■ TASK ITEM: From the article on the regional economic impact of Covid-19 in Ireland, extract the passage starting with "Firstly, they looked" and going on through "in provincial cities.", copying it word for word.

Greater Dublin will be the region least affected by the economic crisis arising from the Covid-19 pandemic due to better remote working potential for people living there, a study by two University College Cork academics states.
Dr Frank Crowley and Dr Justin Doran found that social distancing and remote working would be less of an issue in and around the capital and in provincial cities due to a higher proportion of people having jobs in sectors where doing so was an option.
The academics said this disparity meant that “a one size fits all policy” response to the crisis would be unlikely to resolve the regional inequalities.
“The Greater Dublin city region will be the least affected by social distancing measures and will likely be better insulated due to greater remote working potential for the population living there,” they wrote.
The authors, who are attached to the Spatial and Regional Economics Research Centre at the UCC Department of Economics, looked at Irish data in the context of international trends and used two indices to capture the potential impact of Covid-19 in Ireland.
Firstly, they looked at the occupations which have the most potential to engage in social distancing procedures and secondly they looked at the occupations which may have the most scope for remote working.
They used occupational data from US data centre Occupational Information Net and then applied it to the 318 different job categories in Ireland, as defined by the Central Statistics Office.
Occupations
Dr Crowley and Dr Doran found that if social distancing potential in an occupation, sector or place is high, then it is likely that remote working potential is too.
They found these measures differ hugely across occupations, sectors and places and that the highest potential for both was among jobs found in the Greater Dublin area and in provincial cities.
“At a town level, more affluent, more densely and highly populated, better educated and better broadband provisioned towns have more jobs with potential for social distancing and remote working,” they said.
Prior to Covid-19, they note that only 14 per cent of the Irish workforce worked remotely with highest proportion of employees doing so the education, ICT and finance sectors.
Sectors such as health, administration, construction, retail, transport and accommodation and food had less than one in 10 employees working from home.
Looking at the Government’s Pandemic Unemployment Payment statistics, the academics identified accommodation and food, retail, motor vehicle repair and construction as being among the most affected sectors.
Dependent
They said this had regional implications as some were more dependent on the sectors with lower potential for social distance and remote working, which would result in regional inequalities.
“For example, given the dependence of some peripheral areas and smaller urban areas on the tourism and hospitality industry, the economic contagion effect at the local level may have devastating consequences for these communities,” they wrote.
“The Irish government needs to consider carefully how local and regional policy settings could be redesigned in order to better accommodate the impacts of increased social distancing and remote working on society over the short term and how it could help deeply affected workings and businesses recover in the medium to longer term.”

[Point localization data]
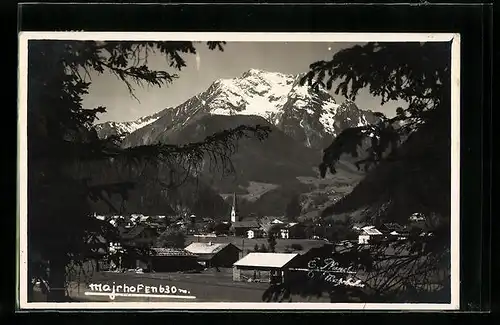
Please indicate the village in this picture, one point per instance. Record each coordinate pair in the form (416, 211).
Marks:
(224, 253)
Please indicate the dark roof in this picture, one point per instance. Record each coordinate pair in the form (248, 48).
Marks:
(207, 248)
(245, 224)
(160, 251)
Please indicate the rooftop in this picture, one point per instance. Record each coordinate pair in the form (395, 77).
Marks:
(206, 248)
(270, 260)
(160, 251)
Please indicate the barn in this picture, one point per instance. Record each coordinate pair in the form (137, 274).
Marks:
(274, 266)
(173, 260)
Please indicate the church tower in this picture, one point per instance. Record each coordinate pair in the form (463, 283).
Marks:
(234, 211)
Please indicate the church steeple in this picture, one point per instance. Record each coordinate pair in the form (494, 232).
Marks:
(234, 210)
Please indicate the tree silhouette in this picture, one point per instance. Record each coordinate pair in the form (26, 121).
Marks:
(172, 238)
(68, 164)
(412, 177)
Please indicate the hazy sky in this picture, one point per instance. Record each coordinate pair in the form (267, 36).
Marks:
(207, 66)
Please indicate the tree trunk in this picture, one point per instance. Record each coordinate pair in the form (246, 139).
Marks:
(57, 280)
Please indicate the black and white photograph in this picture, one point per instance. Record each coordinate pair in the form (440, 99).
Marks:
(239, 171)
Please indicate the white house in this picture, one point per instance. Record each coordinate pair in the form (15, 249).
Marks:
(251, 234)
(369, 234)
(416, 217)
(254, 233)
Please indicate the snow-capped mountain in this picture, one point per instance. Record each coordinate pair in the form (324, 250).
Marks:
(312, 118)
(122, 129)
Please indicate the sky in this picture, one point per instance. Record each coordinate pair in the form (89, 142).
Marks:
(207, 66)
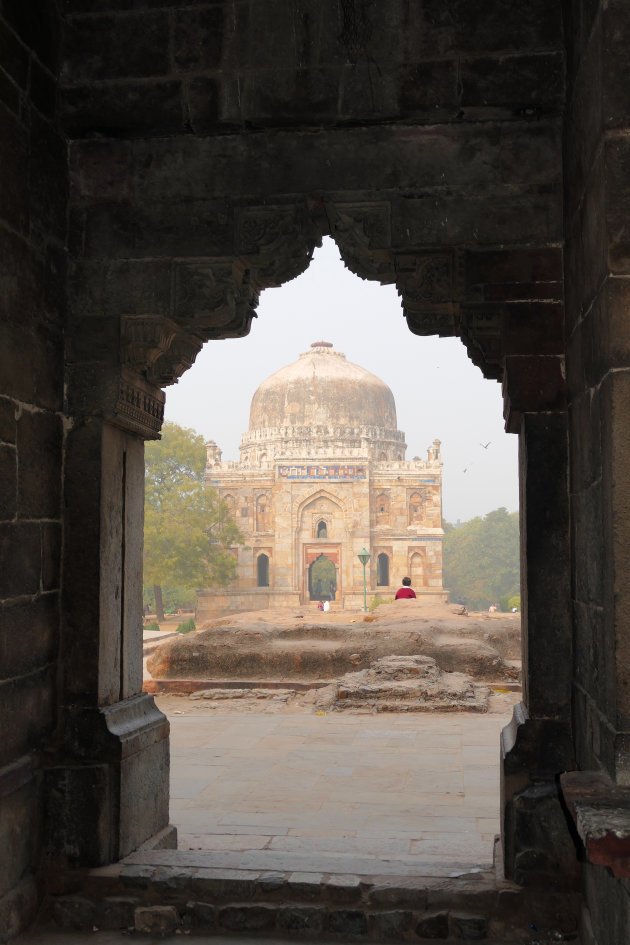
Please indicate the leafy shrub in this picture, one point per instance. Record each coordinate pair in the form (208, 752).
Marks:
(186, 626)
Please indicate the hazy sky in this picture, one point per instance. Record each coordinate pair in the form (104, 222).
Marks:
(438, 391)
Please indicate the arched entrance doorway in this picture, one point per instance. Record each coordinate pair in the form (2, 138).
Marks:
(322, 579)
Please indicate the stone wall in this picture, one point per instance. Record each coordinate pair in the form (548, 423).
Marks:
(597, 265)
(598, 365)
(33, 193)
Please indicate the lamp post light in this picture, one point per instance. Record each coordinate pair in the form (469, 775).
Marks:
(364, 557)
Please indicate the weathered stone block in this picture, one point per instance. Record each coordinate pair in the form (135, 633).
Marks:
(20, 552)
(20, 823)
(38, 28)
(301, 919)
(516, 81)
(207, 885)
(29, 637)
(201, 916)
(270, 883)
(7, 420)
(305, 885)
(171, 878)
(74, 912)
(411, 895)
(137, 876)
(14, 151)
(19, 907)
(392, 924)
(43, 90)
(131, 108)
(428, 85)
(39, 443)
(198, 38)
(616, 74)
(156, 920)
(433, 926)
(203, 100)
(31, 365)
(51, 555)
(14, 56)
(247, 918)
(348, 922)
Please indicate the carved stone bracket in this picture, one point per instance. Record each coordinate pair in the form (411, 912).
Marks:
(362, 231)
(481, 330)
(215, 297)
(210, 299)
(275, 242)
(140, 406)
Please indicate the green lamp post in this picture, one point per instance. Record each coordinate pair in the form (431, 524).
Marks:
(364, 557)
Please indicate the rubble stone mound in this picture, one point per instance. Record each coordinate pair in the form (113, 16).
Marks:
(405, 684)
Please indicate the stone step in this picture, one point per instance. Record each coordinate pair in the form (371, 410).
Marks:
(159, 900)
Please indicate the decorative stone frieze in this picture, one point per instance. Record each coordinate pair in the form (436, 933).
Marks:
(140, 406)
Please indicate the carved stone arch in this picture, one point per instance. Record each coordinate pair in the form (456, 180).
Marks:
(383, 508)
(275, 242)
(309, 500)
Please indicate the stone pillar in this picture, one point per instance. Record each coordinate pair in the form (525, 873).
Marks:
(536, 746)
(108, 777)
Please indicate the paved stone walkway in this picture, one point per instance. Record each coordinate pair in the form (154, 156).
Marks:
(362, 794)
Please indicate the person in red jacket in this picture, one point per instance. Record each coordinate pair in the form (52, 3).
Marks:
(405, 590)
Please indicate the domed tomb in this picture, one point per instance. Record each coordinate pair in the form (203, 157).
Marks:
(324, 399)
(322, 475)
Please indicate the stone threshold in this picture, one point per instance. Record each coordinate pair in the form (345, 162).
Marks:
(165, 892)
(601, 813)
(156, 686)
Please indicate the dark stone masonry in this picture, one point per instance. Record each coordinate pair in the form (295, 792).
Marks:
(160, 164)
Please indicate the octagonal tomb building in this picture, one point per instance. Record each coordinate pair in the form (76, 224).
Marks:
(322, 474)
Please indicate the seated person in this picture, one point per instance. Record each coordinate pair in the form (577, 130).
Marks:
(405, 590)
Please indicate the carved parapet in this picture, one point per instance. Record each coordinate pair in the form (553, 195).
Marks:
(275, 242)
(532, 385)
(214, 298)
(181, 355)
(362, 231)
(144, 339)
(140, 406)
(429, 286)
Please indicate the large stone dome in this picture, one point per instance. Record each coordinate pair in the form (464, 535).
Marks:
(321, 388)
(322, 405)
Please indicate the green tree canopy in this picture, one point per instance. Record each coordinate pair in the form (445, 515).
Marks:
(482, 559)
(188, 531)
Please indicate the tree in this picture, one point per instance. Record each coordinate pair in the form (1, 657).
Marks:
(482, 559)
(188, 531)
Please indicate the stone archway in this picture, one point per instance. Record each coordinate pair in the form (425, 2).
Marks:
(322, 578)
(492, 296)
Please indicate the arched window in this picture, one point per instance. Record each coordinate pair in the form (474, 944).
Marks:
(416, 570)
(382, 509)
(262, 570)
(416, 508)
(382, 570)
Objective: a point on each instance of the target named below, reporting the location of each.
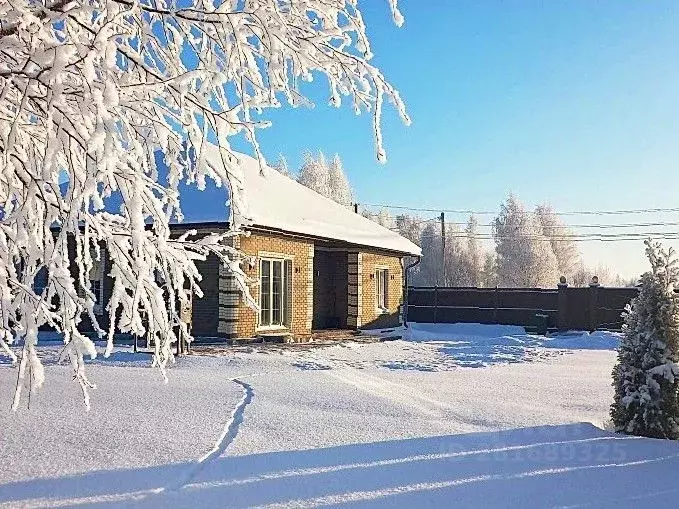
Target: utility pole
(443, 249)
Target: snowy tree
(315, 174)
(472, 258)
(409, 227)
(339, 183)
(524, 255)
(281, 165)
(560, 239)
(489, 272)
(327, 179)
(430, 271)
(90, 92)
(646, 376)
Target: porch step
(335, 335)
(275, 337)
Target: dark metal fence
(562, 308)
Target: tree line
(526, 248)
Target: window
(40, 281)
(382, 277)
(96, 279)
(275, 283)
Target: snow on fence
(562, 308)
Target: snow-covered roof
(274, 200)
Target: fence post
(562, 305)
(496, 304)
(593, 304)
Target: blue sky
(573, 103)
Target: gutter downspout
(405, 289)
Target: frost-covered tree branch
(91, 91)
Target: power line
(565, 213)
(572, 238)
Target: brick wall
(371, 316)
(236, 319)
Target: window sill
(272, 328)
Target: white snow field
(456, 416)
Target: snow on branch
(91, 92)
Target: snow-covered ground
(462, 416)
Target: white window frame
(269, 325)
(98, 307)
(382, 297)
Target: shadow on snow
(571, 465)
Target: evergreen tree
(646, 377)
(315, 174)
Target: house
(316, 264)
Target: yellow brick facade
(371, 316)
(301, 252)
(238, 320)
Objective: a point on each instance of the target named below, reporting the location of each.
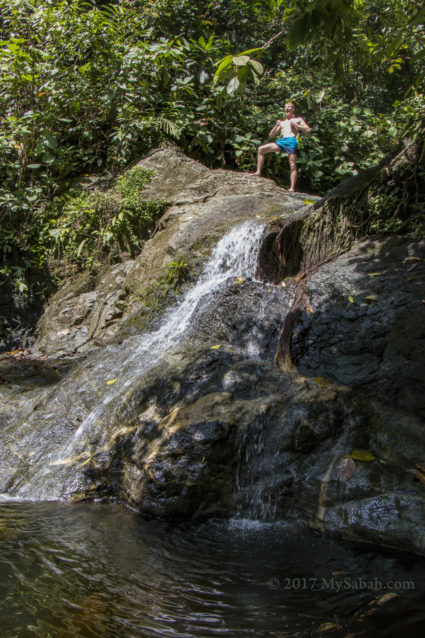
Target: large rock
(211, 426)
(126, 298)
(366, 324)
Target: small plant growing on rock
(178, 272)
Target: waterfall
(55, 473)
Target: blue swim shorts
(288, 144)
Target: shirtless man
(287, 130)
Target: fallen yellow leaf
(386, 597)
(362, 455)
(325, 626)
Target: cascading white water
(235, 254)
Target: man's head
(289, 109)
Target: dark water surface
(101, 570)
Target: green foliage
(91, 226)
(178, 272)
(88, 86)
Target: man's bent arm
(275, 130)
(302, 126)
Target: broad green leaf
(233, 86)
(240, 60)
(257, 66)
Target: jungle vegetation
(89, 86)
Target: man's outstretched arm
(301, 125)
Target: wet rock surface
(210, 426)
(126, 298)
(367, 328)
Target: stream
(102, 570)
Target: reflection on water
(90, 571)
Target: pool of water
(102, 570)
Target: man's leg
(262, 151)
(293, 167)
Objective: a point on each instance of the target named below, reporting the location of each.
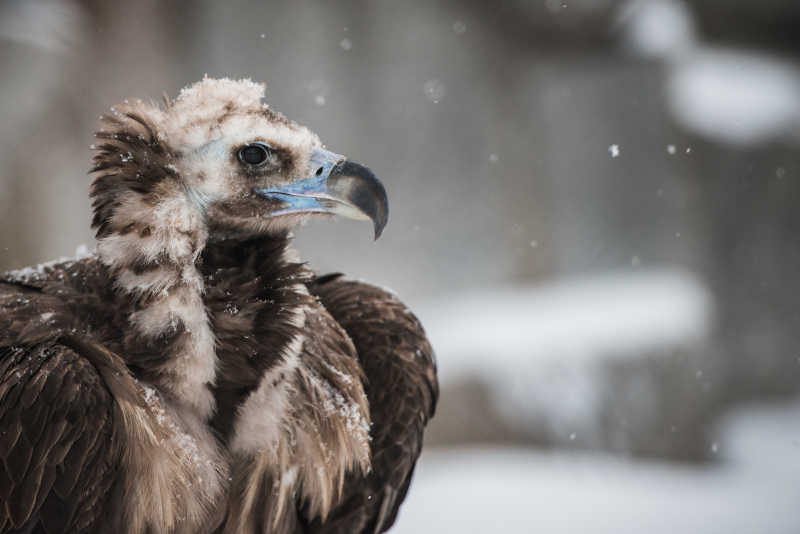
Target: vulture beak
(334, 186)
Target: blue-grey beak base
(334, 186)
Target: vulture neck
(152, 254)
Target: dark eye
(255, 154)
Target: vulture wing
(402, 390)
(58, 439)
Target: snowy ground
(560, 362)
(753, 489)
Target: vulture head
(216, 163)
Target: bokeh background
(594, 212)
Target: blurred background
(594, 213)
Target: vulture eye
(255, 154)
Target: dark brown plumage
(192, 377)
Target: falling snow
(434, 90)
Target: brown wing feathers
(57, 444)
(402, 390)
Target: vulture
(192, 375)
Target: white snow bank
(735, 96)
(617, 315)
(518, 491)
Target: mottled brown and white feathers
(192, 376)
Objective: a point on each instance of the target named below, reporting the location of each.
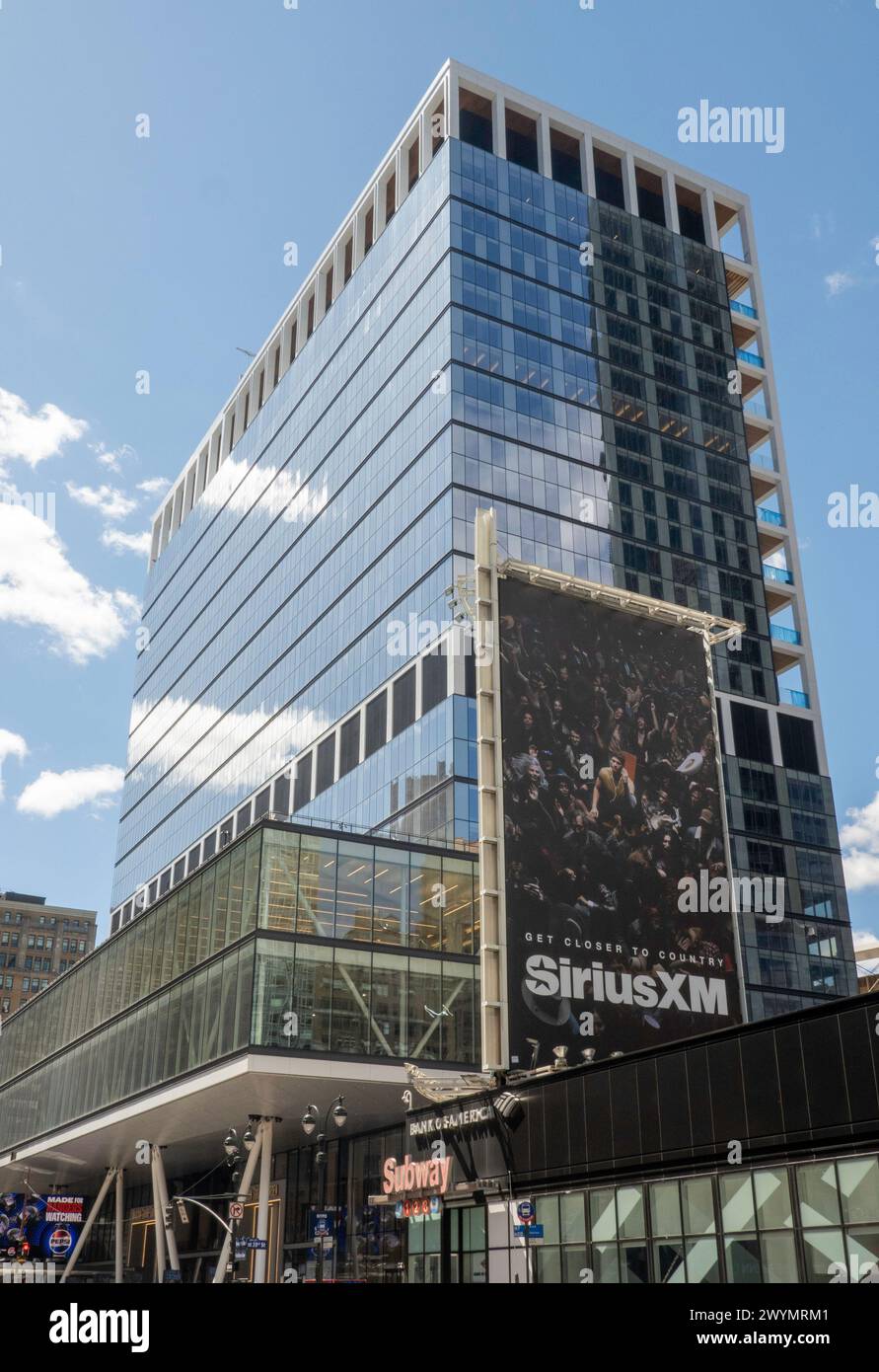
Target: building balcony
(794, 697)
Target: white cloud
(860, 844)
(838, 281)
(11, 745)
(108, 499)
(121, 542)
(32, 438)
(52, 794)
(38, 586)
(110, 457)
(154, 486)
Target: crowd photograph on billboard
(614, 807)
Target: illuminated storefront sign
(428, 1175)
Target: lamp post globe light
(309, 1122)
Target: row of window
(410, 696)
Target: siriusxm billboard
(614, 823)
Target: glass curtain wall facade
(591, 352)
(289, 940)
(788, 1223)
(506, 341)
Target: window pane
(354, 892)
(668, 1259)
(315, 971)
(742, 1258)
(548, 1216)
(702, 1262)
(825, 1255)
(858, 1181)
(458, 908)
(458, 1013)
(389, 1005)
(573, 1219)
(425, 992)
(391, 896)
(607, 1263)
(863, 1255)
(426, 896)
(351, 1019)
(773, 1207)
(665, 1209)
(317, 886)
(277, 893)
(633, 1269)
(737, 1202)
(631, 1212)
(602, 1210)
(819, 1202)
(575, 1265)
(548, 1266)
(698, 1205)
(779, 1258)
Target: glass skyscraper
(526, 312)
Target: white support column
(670, 200)
(709, 220)
(379, 192)
(545, 147)
(158, 1219)
(169, 1232)
(587, 165)
(498, 125)
(453, 125)
(253, 1158)
(401, 173)
(87, 1227)
(359, 233)
(119, 1228)
(629, 183)
(425, 141)
(260, 1265)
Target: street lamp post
(309, 1124)
(233, 1161)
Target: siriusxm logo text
(665, 991)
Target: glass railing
(794, 697)
(777, 573)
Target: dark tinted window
(302, 787)
(348, 745)
(751, 728)
(376, 724)
(403, 701)
(798, 751)
(281, 796)
(433, 676)
(326, 764)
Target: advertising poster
(614, 830)
(48, 1224)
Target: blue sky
(121, 254)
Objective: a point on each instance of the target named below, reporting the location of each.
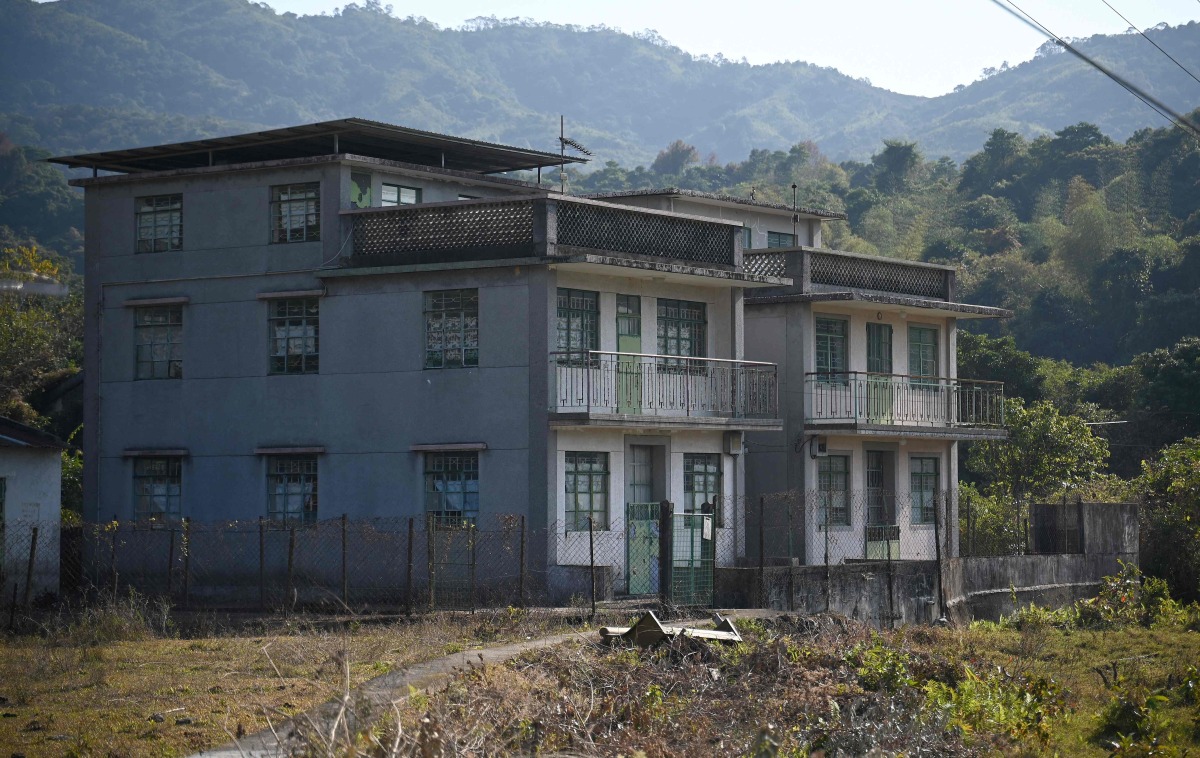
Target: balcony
(618, 389)
(865, 399)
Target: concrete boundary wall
(915, 591)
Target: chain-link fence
(408, 564)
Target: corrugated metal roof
(345, 136)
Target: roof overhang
(875, 301)
(343, 136)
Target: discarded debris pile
(649, 631)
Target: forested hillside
(90, 74)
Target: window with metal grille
(923, 350)
(292, 488)
(160, 221)
(294, 326)
(159, 342)
(579, 320)
(831, 344)
(702, 485)
(451, 329)
(780, 239)
(586, 481)
(451, 488)
(397, 194)
(833, 486)
(157, 487)
(295, 212)
(923, 488)
(683, 328)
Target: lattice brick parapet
(879, 275)
(646, 234)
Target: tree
(1170, 517)
(1045, 452)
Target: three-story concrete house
(354, 318)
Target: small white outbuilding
(30, 497)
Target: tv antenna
(565, 142)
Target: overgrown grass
(127, 677)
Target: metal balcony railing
(636, 384)
(899, 399)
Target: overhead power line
(1133, 89)
(1182, 67)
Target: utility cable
(1132, 25)
(1149, 100)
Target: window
(292, 488)
(159, 342)
(831, 343)
(451, 488)
(579, 320)
(702, 485)
(833, 486)
(295, 212)
(923, 488)
(360, 190)
(923, 352)
(451, 329)
(156, 489)
(160, 220)
(780, 239)
(682, 329)
(587, 489)
(295, 336)
(396, 194)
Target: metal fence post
(346, 578)
(262, 564)
(186, 545)
(29, 569)
(289, 597)
(408, 576)
(592, 561)
(762, 560)
(521, 569)
(112, 554)
(171, 559)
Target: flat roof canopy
(345, 136)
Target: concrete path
(375, 698)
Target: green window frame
(579, 320)
(294, 336)
(451, 329)
(292, 489)
(159, 342)
(360, 190)
(451, 488)
(160, 223)
(923, 479)
(683, 328)
(586, 483)
(295, 212)
(833, 491)
(702, 485)
(399, 194)
(922, 350)
(780, 239)
(832, 348)
(157, 489)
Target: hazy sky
(917, 47)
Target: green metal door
(641, 522)
(879, 373)
(629, 340)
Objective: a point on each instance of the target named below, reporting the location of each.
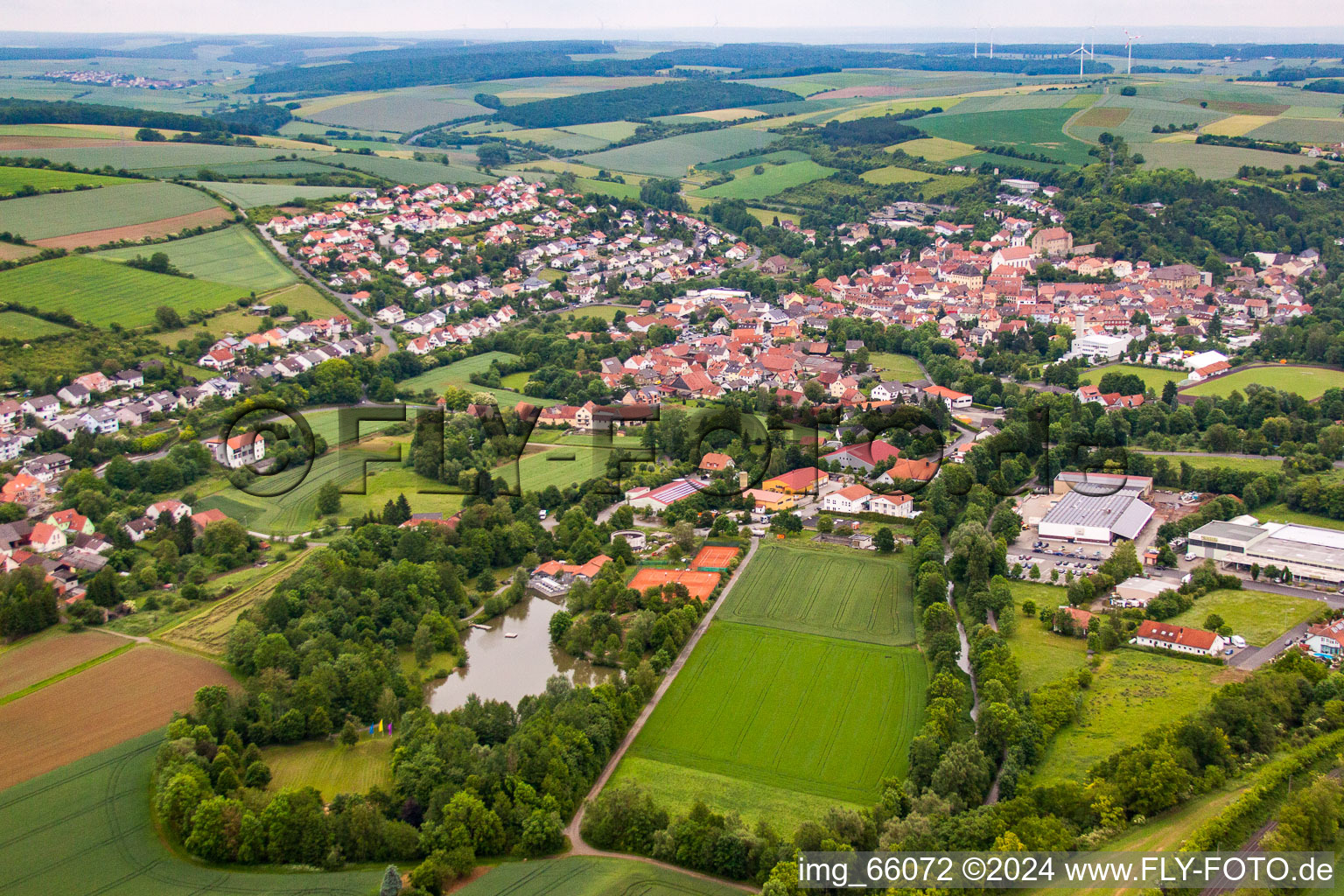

■ WRITTEN RESPONSE:
Firstly, they looked at the occupations which have the most potential to engage in social distancing procedures and secondly they looked at the occupations which may have the most scope for remote working.
They used occupational data from US data centre Occupational Information Net and then applied it to the 318 different job categories in Ireland, as defined by the Central Statistics Office.
Occupations
Dr Crowley and Dr Doran found that if social distancing potential in an occupation, sector or place is high, then it is likely that remote working potential is too.
They found these measures differ hugely across occupations, sectors and places and that the highest potential for both was among jobs found in the Greater Dublin area and in provincial cities.